### Extract to read:
Now, let us turn to the variance of the histogram estimate at $x$: \[\begin{eqnarray} \textrm{Var}\{ \hat{f}_{h_{n}}^{H}(x) \} &=& \frac{p_{h_{n}, x_{0}}(x) }{nh_{n}^{2}}\{1 - p_{h_{n}, x_{0}}(x) \} \nonumber \\ &\approx& \frac{f(x) + f'(x)\{ \tfrac{h_{n}}{2} - [ x - x_{0} - (A_{h_{n}, x_{0}}(x) - 1)h_{n} ] \}}{nh_{n}}\{1 - p_{h_{n}, x_{0}}(x)\} \nonumber \\ &\approx& \frac{f(x)}{n h_{n} } \tag{8.3} \end{eqnarray}\]
For a more detailed description of the above approximation see Scott (1979) or Chapter 6 of Wasserman (2006).
Note that large bin widths will reduce the variance of $\hat{f}_{h_{n}}^{H}(x)$.

8.2.3.3 Pointwise Approximate Mean Squared Error

Using (8.3) and (8.2), the approximate mean-squared error (AMSE) of the histogram density estimate at a particular point $x$ is given by \[\begin{eqnarray} \textrm{MSE}\{ \hat{f}_{h_{n}}^{H}(x) \} &=& E\Big( \{ \hat{f}_{h_{n}}^{H}(x) - f(x) \}^{2} \Big) \nonumber \\ &=& \Big( \textrm{Bias}\{ \hat{f}_{h_{n}}^{H}(x) \} \Big)^{2} + \textrm{Var}\{ \hat{f}_{h_{n}}^{H}(x) \} \nonumber \\ &\approx& \frac{h_{n}^{2}[f'(x)]^{2} }{4} - h_{n}f'(x)[ x - x_{0} - \{ A_{h_{n}, x_{0}}(x) - 1 \}h_{n} ] \nonumber \\ &+& [f'(x)]^{2}\Big( x - x_{0} - \{ A_{h_{n}, x_{0}}(x) - 1 \}h_{n} \Big)^{2} + \frac{f(x)}{n h_{n} } \nonumber \\ &=& \textrm{AMSE}\{ \hat{f}_{h_{n}}^{H}(x) \} \tag{8.4} \end{eqnarray}\]
For any approach to bin width selection, we should have $h_{n} \longrightarrow 0$ and $nh_{n} \longrightarrow \infty$.
This MSE approximation depends on a particular choice of $x$.
Difficult to use (8.4) as a criterion for selecting the bandwidth because the best choice of $h_{n}$ will usually depend on your choice of $x$.

### Work instructions:
**1.** Reproduce everything in the histogram density estimation passage from "This MSE approximation" down to "your choice of $x$.".
**2.** List every equation number that the histogram density estimation passage mentions.
**3.** According to the histogram density estimation passage, what do large bin widths do to the variance of the histogram estimate?

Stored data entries
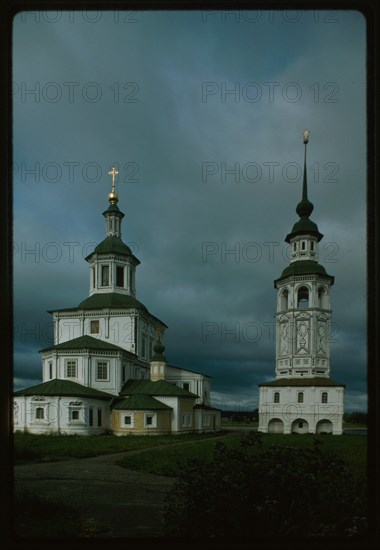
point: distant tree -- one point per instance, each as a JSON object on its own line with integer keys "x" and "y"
{"x": 356, "y": 417}
{"x": 280, "y": 491}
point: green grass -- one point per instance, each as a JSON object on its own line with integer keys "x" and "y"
{"x": 40, "y": 517}
{"x": 169, "y": 461}
{"x": 43, "y": 448}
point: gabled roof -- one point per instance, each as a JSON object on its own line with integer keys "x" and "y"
{"x": 58, "y": 387}
{"x": 159, "y": 388}
{"x": 204, "y": 407}
{"x": 188, "y": 370}
{"x": 317, "y": 381}
{"x": 139, "y": 402}
{"x": 85, "y": 342}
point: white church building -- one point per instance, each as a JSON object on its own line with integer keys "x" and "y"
{"x": 107, "y": 370}
{"x": 302, "y": 398}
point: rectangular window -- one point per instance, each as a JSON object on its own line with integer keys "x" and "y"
{"x": 105, "y": 275}
{"x": 71, "y": 369}
{"x": 130, "y": 280}
{"x": 119, "y": 275}
{"x": 102, "y": 370}
{"x": 94, "y": 327}
{"x": 40, "y": 413}
{"x": 150, "y": 421}
{"x": 150, "y": 349}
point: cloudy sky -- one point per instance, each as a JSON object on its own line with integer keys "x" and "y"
{"x": 203, "y": 113}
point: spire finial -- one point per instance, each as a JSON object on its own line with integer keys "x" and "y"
{"x": 113, "y": 196}
{"x": 305, "y": 207}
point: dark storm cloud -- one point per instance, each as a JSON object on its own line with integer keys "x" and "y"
{"x": 210, "y": 175}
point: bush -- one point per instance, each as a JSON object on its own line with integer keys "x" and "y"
{"x": 280, "y": 491}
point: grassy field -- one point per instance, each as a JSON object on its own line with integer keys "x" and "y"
{"x": 170, "y": 460}
{"x": 174, "y": 450}
{"x": 42, "y": 448}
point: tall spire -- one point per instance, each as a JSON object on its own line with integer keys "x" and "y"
{"x": 112, "y": 214}
{"x": 305, "y": 207}
{"x": 113, "y": 197}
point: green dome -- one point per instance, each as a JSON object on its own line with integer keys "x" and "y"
{"x": 111, "y": 300}
{"x": 304, "y": 267}
{"x": 114, "y": 209}
{"x": 304, "y": 226}
{"x": 113, "y": 245}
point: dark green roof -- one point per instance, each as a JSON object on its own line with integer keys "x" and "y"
{"x": 58, "y": 387}
{"x": 160, "y": 387}
{"x": 304, "y": 226}
{"x": 302, "y": 382}
{"x": 206, "y": 407}
{"x": 113, "y": 245}
{"x": 111, "y": 299}
{"x": 192, "y": 371}
{"x": 107, "y": 300}
{"x": 304, "y": 267}
{"x": 113, "y": 209}
{"x": 84, "y": 342}
{"x": 140, "y": 403}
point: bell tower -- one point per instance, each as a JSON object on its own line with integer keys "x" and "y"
{"x": 112, "y": 263}
{"x": 302, "y": 398}
{"x": 303, "y": 299}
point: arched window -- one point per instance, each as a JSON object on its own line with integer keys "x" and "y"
{"x": 322, "y": 298}
{"x": 284, "y": 300}
{"x": 15, "y": 413}
{"x": 40, "y": 413}
{"x": 303, "y": 297}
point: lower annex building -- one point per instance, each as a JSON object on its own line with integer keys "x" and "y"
{"x": 107, "y": 370}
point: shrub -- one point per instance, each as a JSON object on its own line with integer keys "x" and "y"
{"x": 280, "y": 491}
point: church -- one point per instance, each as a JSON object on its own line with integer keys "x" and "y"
{"x": 107, "y": 371}
{"x": 302, "y": 398}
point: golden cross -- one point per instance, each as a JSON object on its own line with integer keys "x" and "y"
{"x": 113, "y": 173}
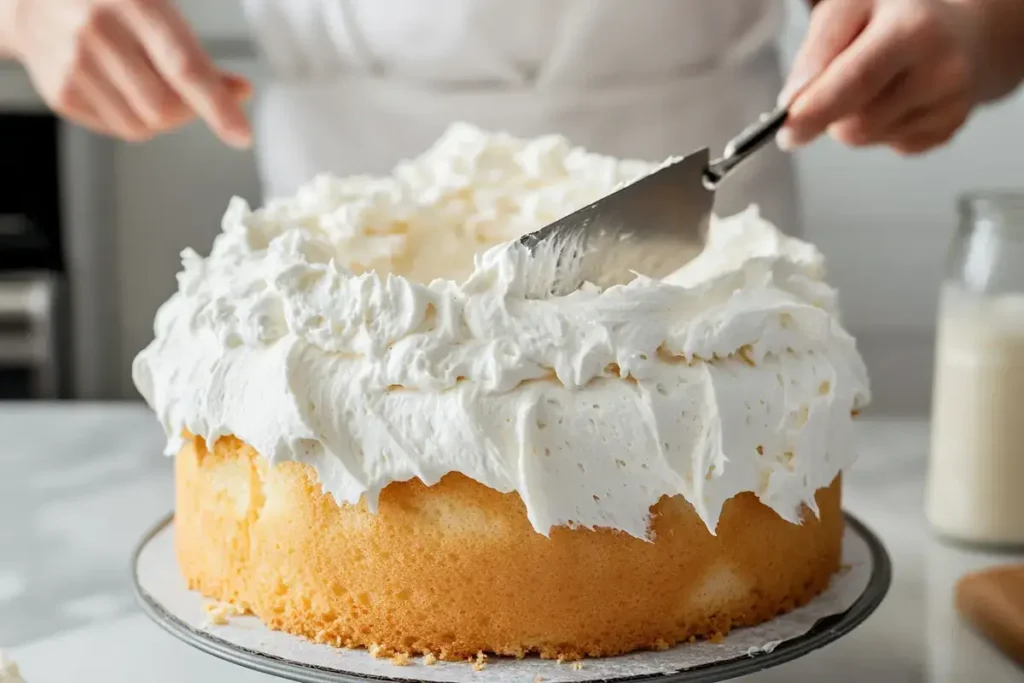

### Exercise solutions:
**1.**
This MSE approximation depends on a particular choice of $x$.
Difficult to use (8.4) as a criterion for selecting the bandwidth because the best choice of $h_{n}$ will usually depend on your choice of $x$.

**2.** (8.2), (8.3), (8.4)

**3.** Large bin widths reduce the variance of the histogram estimate.